Start RECORDS SHOWN

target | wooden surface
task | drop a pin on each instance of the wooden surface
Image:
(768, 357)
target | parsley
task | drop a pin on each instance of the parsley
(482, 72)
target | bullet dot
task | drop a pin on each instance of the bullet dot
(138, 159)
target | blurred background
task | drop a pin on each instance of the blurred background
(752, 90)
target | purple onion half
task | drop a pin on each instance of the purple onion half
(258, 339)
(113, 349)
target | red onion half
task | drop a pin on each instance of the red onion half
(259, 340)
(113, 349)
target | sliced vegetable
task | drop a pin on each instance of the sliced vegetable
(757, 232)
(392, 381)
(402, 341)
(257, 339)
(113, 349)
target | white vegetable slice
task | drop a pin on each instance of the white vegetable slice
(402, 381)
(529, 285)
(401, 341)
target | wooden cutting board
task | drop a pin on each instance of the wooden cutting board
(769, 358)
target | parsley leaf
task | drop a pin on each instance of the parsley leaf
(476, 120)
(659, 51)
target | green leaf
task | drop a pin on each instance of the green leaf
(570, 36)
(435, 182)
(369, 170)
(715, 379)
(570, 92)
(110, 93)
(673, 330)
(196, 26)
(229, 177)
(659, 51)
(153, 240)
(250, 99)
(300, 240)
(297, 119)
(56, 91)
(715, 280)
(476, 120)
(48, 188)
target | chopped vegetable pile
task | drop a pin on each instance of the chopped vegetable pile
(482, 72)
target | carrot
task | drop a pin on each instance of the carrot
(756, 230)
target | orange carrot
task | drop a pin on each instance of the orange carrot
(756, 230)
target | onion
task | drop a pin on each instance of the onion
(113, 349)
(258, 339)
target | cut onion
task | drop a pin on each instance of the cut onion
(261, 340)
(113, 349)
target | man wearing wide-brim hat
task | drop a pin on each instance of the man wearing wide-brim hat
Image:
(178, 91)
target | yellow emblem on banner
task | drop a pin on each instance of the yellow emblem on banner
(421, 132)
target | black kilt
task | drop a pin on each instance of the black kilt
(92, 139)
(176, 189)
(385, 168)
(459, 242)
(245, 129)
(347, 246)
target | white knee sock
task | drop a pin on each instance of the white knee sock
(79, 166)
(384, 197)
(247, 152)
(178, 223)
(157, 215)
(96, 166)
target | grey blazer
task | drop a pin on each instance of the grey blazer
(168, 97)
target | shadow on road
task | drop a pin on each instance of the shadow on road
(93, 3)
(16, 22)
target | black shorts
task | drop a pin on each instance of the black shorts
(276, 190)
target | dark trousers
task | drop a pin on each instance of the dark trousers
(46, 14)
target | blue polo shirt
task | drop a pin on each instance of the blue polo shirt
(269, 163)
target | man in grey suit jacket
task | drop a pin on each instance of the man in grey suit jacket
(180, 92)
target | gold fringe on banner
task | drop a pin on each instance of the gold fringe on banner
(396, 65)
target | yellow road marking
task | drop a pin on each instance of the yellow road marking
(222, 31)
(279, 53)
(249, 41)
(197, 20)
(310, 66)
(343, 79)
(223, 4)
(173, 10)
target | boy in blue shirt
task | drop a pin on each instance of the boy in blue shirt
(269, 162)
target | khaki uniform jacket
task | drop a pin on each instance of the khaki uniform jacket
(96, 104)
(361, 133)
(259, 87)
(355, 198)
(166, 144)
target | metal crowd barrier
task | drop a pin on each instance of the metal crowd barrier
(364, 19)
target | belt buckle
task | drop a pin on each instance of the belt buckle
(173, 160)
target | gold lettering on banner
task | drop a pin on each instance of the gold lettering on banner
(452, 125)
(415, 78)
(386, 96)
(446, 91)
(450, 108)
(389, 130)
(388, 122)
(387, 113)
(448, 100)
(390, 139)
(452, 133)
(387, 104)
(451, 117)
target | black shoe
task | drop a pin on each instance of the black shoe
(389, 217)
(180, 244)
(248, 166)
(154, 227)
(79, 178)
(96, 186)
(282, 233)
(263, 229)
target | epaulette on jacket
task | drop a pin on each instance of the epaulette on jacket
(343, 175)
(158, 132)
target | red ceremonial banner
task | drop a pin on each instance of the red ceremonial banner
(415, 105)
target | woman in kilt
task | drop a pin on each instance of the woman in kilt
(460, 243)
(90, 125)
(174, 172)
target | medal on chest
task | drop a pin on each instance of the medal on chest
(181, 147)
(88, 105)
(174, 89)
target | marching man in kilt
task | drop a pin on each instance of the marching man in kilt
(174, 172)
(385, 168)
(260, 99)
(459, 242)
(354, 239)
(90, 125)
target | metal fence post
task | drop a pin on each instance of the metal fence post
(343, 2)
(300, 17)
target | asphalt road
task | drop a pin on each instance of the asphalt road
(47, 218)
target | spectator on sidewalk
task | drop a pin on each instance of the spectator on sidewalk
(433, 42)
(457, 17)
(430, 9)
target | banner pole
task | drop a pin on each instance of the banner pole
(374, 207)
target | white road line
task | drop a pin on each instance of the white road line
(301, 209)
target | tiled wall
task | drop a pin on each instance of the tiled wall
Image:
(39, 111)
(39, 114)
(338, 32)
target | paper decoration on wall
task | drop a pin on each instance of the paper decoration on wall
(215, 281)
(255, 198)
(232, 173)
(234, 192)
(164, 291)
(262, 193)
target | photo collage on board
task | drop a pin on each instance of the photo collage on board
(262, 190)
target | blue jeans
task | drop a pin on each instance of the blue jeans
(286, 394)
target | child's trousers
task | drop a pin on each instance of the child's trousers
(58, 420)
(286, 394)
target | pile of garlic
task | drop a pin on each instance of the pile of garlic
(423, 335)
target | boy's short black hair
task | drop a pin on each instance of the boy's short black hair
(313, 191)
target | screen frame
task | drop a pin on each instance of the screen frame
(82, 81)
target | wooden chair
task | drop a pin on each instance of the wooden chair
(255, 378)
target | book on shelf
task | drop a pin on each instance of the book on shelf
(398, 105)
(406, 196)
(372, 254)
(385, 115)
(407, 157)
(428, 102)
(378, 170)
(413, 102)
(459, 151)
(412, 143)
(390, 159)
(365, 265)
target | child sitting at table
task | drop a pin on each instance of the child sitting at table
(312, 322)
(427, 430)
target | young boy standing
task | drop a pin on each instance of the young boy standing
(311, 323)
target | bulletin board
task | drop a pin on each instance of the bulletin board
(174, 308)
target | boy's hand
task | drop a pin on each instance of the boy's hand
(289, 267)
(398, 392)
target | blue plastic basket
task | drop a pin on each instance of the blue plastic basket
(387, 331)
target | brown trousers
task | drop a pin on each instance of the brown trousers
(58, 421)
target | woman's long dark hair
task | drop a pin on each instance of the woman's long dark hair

End RECORDS SHOWN
Start RECORDS SHOWN

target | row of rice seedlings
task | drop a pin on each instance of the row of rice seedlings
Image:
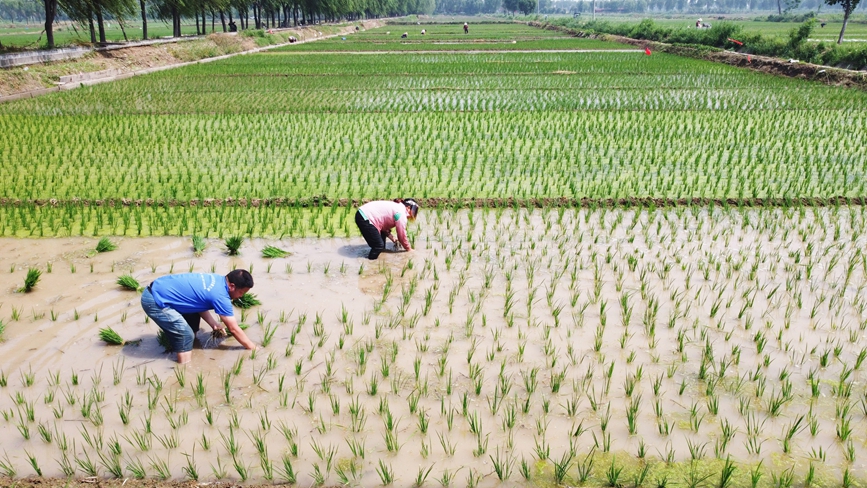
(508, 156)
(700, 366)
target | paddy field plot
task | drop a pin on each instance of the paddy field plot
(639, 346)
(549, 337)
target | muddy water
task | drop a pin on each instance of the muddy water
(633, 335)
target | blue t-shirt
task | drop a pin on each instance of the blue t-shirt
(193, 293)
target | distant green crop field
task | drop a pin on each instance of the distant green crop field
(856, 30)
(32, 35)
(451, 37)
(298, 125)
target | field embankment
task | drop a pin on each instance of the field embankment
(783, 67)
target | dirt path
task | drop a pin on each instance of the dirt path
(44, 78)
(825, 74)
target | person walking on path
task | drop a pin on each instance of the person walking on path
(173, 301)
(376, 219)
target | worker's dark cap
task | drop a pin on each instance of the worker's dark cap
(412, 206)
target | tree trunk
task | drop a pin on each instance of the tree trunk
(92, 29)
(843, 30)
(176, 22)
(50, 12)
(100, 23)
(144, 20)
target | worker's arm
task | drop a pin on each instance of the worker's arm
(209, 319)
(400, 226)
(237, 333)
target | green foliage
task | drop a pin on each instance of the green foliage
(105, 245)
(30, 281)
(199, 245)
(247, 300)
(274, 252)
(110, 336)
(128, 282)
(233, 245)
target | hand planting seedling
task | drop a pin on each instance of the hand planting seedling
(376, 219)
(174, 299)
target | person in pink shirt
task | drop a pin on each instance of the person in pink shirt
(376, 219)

End RECORDS SHOWN
Start RECORDS SHOWN

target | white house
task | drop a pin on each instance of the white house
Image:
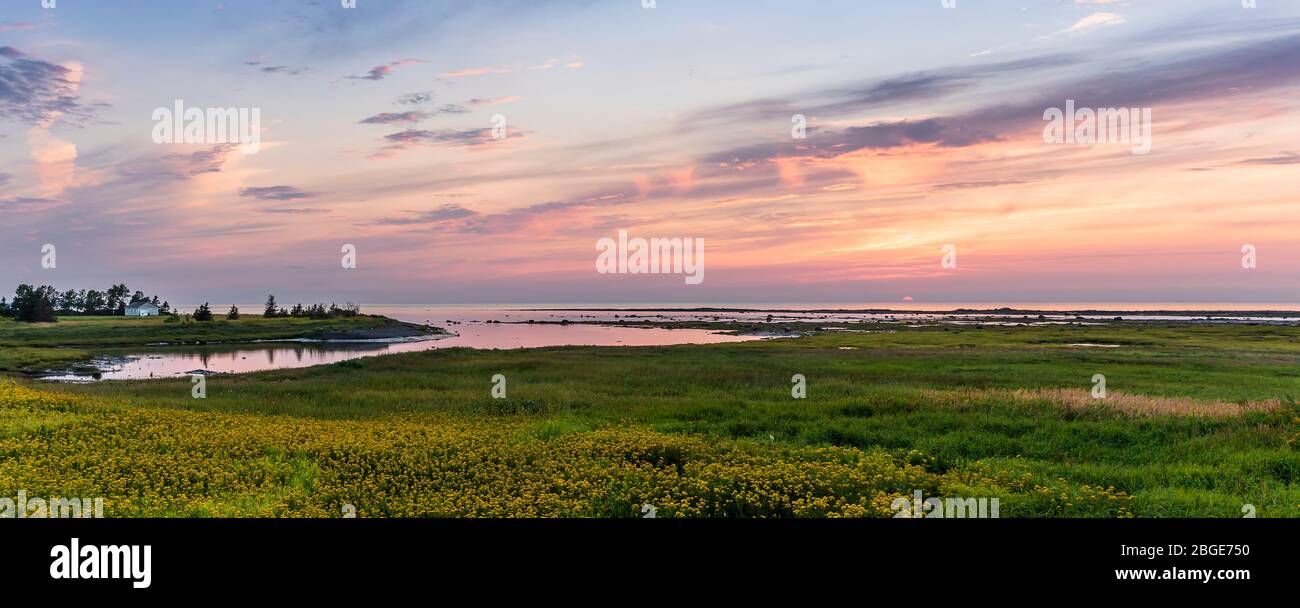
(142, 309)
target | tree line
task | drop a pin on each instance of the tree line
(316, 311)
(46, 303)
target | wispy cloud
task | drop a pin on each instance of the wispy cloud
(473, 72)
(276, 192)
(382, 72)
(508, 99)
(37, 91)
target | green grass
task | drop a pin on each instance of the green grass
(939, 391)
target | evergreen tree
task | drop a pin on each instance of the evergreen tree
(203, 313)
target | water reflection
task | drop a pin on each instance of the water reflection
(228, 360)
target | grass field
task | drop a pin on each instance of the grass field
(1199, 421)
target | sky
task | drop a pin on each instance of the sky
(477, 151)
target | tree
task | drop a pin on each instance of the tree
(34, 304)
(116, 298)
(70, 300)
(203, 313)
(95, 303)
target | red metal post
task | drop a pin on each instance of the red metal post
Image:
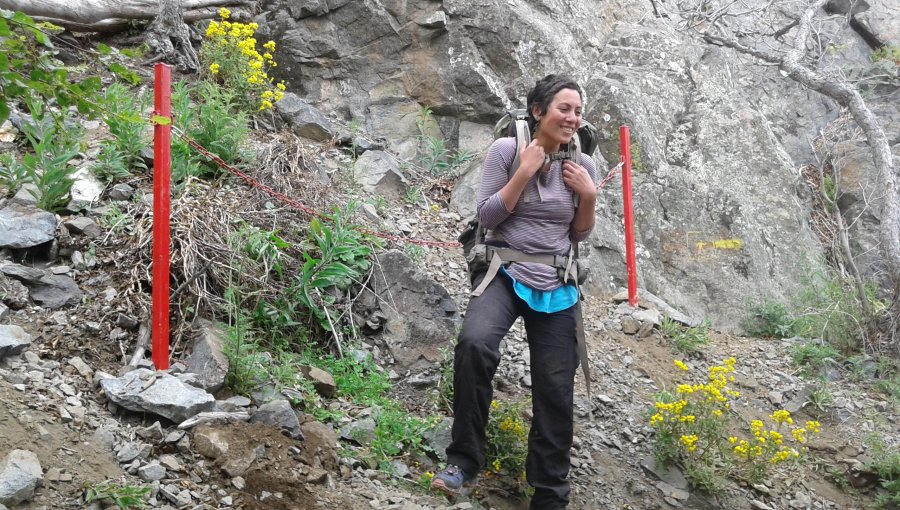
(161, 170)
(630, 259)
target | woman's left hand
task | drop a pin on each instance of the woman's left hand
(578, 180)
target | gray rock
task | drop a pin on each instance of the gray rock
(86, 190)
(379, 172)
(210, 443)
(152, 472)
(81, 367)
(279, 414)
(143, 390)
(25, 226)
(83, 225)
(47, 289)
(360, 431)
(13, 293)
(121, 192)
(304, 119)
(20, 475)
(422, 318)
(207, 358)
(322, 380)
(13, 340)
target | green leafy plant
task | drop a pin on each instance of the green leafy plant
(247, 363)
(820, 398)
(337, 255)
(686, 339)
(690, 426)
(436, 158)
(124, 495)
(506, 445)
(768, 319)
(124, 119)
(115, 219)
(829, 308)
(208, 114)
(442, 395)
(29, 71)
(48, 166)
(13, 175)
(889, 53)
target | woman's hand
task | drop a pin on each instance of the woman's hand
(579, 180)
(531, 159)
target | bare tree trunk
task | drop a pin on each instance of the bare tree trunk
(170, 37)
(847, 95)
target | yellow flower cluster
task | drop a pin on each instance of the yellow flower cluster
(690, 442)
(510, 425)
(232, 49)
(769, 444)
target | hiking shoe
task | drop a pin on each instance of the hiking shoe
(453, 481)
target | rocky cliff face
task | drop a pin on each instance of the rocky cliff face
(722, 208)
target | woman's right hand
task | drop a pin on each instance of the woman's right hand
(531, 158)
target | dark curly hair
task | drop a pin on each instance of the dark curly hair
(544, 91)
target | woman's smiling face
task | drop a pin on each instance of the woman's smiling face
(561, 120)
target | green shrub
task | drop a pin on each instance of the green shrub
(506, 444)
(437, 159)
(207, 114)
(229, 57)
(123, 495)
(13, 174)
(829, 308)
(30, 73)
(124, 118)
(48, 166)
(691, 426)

End RECORDS SHOWN

### THE TASK
Please pull out every row above that contains the string "wall", treating uppercase and lowercase as different.

### EXERCISE RESPONSE
target | tiled wall
task | drop a pin on each instance of the tiled wall
target | paper decoration on wall
task | drop a pin on each instance of the paper decoration on wall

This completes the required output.